» **Task item**
Scan the records that follow, and whenever a line has the word "target", copy it.
Supplied information Start Marker
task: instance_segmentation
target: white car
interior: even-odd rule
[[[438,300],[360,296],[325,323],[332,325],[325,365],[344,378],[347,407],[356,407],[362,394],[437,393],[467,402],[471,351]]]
Supplied information End Marker
Supplied information Start Marker
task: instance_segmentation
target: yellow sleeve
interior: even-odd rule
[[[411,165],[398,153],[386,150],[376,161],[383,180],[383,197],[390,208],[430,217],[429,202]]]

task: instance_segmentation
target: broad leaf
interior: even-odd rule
Supplied information End Marker
» **Exercise response**
target: white car
target: yellow sleeve
target: broad leaf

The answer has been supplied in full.